* SUPPLIED MATERIAL *
--- START ---

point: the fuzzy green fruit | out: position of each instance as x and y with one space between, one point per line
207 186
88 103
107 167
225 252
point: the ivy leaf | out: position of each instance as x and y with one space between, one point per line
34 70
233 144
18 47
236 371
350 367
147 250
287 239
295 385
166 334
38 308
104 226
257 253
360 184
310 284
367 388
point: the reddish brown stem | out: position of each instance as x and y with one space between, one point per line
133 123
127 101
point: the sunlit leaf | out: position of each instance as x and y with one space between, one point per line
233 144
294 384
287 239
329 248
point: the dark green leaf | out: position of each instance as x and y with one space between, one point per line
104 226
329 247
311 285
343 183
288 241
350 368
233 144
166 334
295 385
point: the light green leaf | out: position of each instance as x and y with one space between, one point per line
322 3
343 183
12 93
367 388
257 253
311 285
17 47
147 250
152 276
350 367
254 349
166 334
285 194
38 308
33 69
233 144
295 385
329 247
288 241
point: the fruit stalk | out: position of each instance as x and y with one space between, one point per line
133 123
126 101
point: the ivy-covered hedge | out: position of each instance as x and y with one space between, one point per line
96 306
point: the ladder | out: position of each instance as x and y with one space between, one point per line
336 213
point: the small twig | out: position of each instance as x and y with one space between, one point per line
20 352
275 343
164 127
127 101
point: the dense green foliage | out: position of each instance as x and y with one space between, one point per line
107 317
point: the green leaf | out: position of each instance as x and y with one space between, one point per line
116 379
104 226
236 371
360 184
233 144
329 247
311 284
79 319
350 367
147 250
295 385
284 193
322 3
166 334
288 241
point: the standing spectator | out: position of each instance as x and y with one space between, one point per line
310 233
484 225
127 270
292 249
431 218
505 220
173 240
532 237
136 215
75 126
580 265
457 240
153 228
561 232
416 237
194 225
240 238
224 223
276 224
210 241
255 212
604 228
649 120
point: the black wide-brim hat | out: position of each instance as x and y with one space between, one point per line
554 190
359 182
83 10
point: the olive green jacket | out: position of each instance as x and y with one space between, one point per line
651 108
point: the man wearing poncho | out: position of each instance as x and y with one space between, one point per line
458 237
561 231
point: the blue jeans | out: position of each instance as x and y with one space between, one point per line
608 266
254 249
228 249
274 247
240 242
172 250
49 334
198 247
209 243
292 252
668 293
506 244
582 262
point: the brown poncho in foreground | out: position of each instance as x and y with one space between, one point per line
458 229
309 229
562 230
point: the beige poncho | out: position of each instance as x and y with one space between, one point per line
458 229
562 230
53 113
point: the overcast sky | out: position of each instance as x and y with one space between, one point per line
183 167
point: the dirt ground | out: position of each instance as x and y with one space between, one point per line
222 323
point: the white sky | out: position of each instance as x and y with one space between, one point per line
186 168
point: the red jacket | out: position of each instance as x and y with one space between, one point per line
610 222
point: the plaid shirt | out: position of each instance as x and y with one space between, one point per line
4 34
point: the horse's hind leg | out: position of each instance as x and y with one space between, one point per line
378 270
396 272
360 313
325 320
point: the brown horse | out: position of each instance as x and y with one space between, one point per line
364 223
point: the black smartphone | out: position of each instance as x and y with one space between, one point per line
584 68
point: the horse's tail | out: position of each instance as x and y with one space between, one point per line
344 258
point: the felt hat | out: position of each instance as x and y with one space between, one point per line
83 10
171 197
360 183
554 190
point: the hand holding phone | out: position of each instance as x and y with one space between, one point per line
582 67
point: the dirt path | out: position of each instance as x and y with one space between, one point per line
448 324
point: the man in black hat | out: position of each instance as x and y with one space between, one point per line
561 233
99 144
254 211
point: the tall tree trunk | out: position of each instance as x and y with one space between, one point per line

--- END ---

* PROBLEM DESCRIPTION *
Each entry above is to be transcribed word for word.

* RESPONSE *
point: the fuzzy green fruit | out: position of each instance as x and y with one space between, one point per line
207 186
88 103
107 167
225 252
point: the ivy leaf | out: position of each instance as x and y with one space between, one point per line
34 70
233 144
18 47
236 371
350 367
147 250
287 239
295 385
166 334
38 308
104 226
257 253
360 184
310 284
367 388
point: the reddish brown stem | out: position of each instance as x and y with one space between, one point per line
133 123
127 101
point: the sunlit leaf | out: position of each instance as x and y with one space between, one point per line
233 144
294 384
287 239
329 248
point: the dark green leaf | out: position of each instance as x and y with one space between, one point per line
104 226
329 247
311 285
343 183
288 241
350 368
233 144
166 334
295 385
point: the light green leaf | out: position of each instance as x and y with one space between, one point per line
322 3
343 183
12 93
367 388
257 253
311 285
17 47
147 250
152 276
350 367
254 349
166 334
285 194
38 308
33 69
233 144
295 385
329 247
288 241
point: the fruit stalk | out: position of each instance as x and y with one space between, one point per line
133 123
126 101
point: the ivy-covered hedge | out: position of each instance as x and y with one space between, one point per line
96 306
point: the ladder | out: position of each instance as x and y with one space between, one point per line
336 213
point: the small twig | out: position of each instance as x and y with one space between, one point per line
20 352
275 343
164 127
127 101
point: the dense green foliage | out: position of each instance as x and y with one space between, one point per line
107 317
point: the green leaf | out: position of each instance as x and y with one space between, one point per line
116 379
104 226
236 371
360 184
233 144
329 247
311 284
79 319
350 367
147 250
295 385
284 193
322 3
166 334
288 241
point: the standing spectator | out: position of each instance as x and y with one space between, one point per line
310 233
484 225
127 270
292 249
431 218
505 220
173 240
532 237
136 215
75 126
580 265
457 240
153 228
561 232
416 237
194 225
240 238
224 223
276 224
210 241
255 212
604 228
649 120
point: the black wide-brim hat | out: position of each instance as x and y with one space between, one point per line
554 190
359 182
83 10
point: the olive green jacket | out: position of each instance as x and y with one space between, one point per line
651 108
point: the man wearing poncho | out: position of each instance as x and y with one space between, one point per line
458 237
561 231
point: the blue jeans | out: position of each instance as x and y with one space between, one point per line
608 266
254 249
228 249
274 247
240 242
172 250
49 334
198 247
209 243
292 252
668 293
506 244
582 262
point: the brown poncho in foreground | out: position of each instance as x and y with one space between, one point per line
458 229
309 229
562 230
point: the beige poncho | out: position of each instance as x and y with one space between, one point per line
458 229
562 230
53 113
point: the overcast sky | out: position of each instance as x and y with one space between, one point per line
183 167
point: the dirt ground | out: position of each instance as x and y with one space between, one point per line
222 323
point: the white sky | out: position of each instance as x and y with one space between, one point per line
186 168
point: the red jacket | out: position of each instance as x and y with one space between, one point per line
610 222
point: the plaid shirt | out: position of each instance as x and y with one space between, one point per line
4 34
point: the horse's hind leg | out: position of each instance as x and y with one space between, one point per line
378 270
396 272
360 313
325 320
point: the brown horse | out: position of each instance as x and y with one space between, one point per line
364 223
point: the black smartphone | out: position of each instance as x and y with one space between, one point per line
584 68
point: the horse's tail | out: position of each instance as x and y with one space between, one point per line
344 258
point: the felt hat | out: position of each instance as x and y with one space between, one point per line
83 10
171 197
360 183
554 190
point: the hand holding phone | out: position of each instance as x and y with one space between, one point per line
582 67
point: the dirt path | out: position of each instance as x and y with one space between, one point per line
448 324
point: the man in black hat | out: position of each instance as x and y with one space between, one point per line
561 233
99 144
254 211
point: the tall tree trunk | out: position of each instance as x and y with one space between, one point per line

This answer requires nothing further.